## Instructions for the task
In the response, the entries must appear exactly as supplied.

☆ ☆ ☆ ☆ ☆ ☆ ☆

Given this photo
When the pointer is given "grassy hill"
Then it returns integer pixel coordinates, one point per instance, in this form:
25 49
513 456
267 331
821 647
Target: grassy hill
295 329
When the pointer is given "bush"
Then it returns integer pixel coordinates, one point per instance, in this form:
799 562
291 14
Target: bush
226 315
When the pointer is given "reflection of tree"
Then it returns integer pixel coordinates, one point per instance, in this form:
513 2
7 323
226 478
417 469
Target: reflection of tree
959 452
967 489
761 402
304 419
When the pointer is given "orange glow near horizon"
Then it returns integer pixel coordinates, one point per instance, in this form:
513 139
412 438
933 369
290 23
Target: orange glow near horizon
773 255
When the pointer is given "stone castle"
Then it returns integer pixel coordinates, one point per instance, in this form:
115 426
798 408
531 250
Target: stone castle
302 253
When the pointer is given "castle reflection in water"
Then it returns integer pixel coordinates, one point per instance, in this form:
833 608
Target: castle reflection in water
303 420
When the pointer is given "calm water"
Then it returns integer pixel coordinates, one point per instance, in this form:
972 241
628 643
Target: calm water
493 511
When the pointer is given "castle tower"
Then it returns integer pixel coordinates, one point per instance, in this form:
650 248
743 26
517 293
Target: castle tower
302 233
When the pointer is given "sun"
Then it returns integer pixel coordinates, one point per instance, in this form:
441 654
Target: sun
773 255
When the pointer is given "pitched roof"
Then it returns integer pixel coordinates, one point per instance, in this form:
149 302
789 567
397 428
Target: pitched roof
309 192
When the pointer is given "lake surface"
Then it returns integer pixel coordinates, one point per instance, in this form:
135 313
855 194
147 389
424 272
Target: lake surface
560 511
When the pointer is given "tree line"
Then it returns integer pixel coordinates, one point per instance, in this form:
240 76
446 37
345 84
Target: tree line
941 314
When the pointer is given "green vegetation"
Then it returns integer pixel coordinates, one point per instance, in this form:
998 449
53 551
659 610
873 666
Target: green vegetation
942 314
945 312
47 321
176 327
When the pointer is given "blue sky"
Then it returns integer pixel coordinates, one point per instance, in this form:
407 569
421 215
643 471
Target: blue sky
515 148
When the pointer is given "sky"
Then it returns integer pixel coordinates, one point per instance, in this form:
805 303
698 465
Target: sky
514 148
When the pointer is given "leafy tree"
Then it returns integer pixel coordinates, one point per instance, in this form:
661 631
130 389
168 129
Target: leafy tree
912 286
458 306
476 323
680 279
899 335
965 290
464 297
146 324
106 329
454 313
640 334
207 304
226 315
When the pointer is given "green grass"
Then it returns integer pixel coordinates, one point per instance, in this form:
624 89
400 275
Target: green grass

☆ ☆ ☆ ☆ ☆ ☆ ☆

## Answer below
Given this photo
When the pointer is given "grassy hill"
Then it returns integer pixel coordinates, one point per instance, in this form:
25 49
513 456
267 331
821 647
Target: grassy hill
295 329
When the pointer is given "bush"
Then it returns integer pixel coordinates, one point per instance, in this form:
799 562
291 14
Target: bush
226 315
When the pointer is given "reflection of tree"
Then it returns integer pixel coordinates, one point per instance, in this form:
513 2
7 323
226 478
417 469
Target: reflection of tree
959 452
967 489
761 402
304 419
When the pointer is given "orange glow near horizon"
Then it returns integer pixel coordinates, one point per instance, in this form:
513 139
412 438
933 369
290 23
Target: orange glow near horizon
773 255
When the pointer is given "stone castle"
Then it returns integer pixel coordinates, one point per instance, in this form:
115 426
798 408
531 250
Target: stone castle
302 253
When the pointer is given "castle reflection in water"
Then it returns integer pixel coordinates, one point per instance, in this form:
833 608
Target: castle reflection in water
303 420
When the pointer is given "calm water"
Then it returns integer pixel coordinates, one point per instance, in this form:
972 241
628 643
Target: calm water
493 511
When the pointer is given "castle tower"
Then it returns integer pixel coordinates, one point per instance, in this form:
650 248
743 26
517 293
Target: castle tower
302 233
When the pointer is given "sun"
Then it returns integer pixel coordinates, one point per instance, in this form:
441 654
Target: sun
773 255
When the pointer is given "pitched roof"
Then it returns integer pixel coordinates, one point per instance, in this form:
149 302
789 567
397 428
Target: pitched roof
309 192
When the pointer is given "lake surface"
Then it returns integer pixel coordinates, one point per instance, in this form:
135 313
855 194
147 389
424 272
Target: lake surface
560 511
When the pointer is given "tree line"
Then it returns integer pixel coordinates, one point per instance, in this form:
240 76
446 37
345 84
Target: tree line
941 314
When the pointer is given "green vegetation"
Then it returns integer pixel coordinates, one point per instance, in this form:
998 449
53 551
659 610
873 666
Target: green vegetation
942 314
945 312
47 321
176 327
When the pointer is given "blue sky"
Then it returns integer pixel coordinates, one point per instance, in this form:
407 569
421 215
643 471
Target: blue sky
515 148
When the pointer is given "sky"
Then it returns integer pixel coordinates, one point per instance, in this form:
805 303
698 465
Target: sky
514 148
When the pointer is given "leafy tree"
Then it returns integer pixel coordinates, one point per instance, in this form:
661 631
130 389
168 129
Target: leafy tree
912 286
458 306
476 323
680 279
899 335
965 290
464 297
146 324
106 329
454 313
640 334
207 304
226 315
When the pointer is given "green grass"
Then it returns integer pixel coordinates, one point per instance, in this form:
624 89
400 275
Target: green grass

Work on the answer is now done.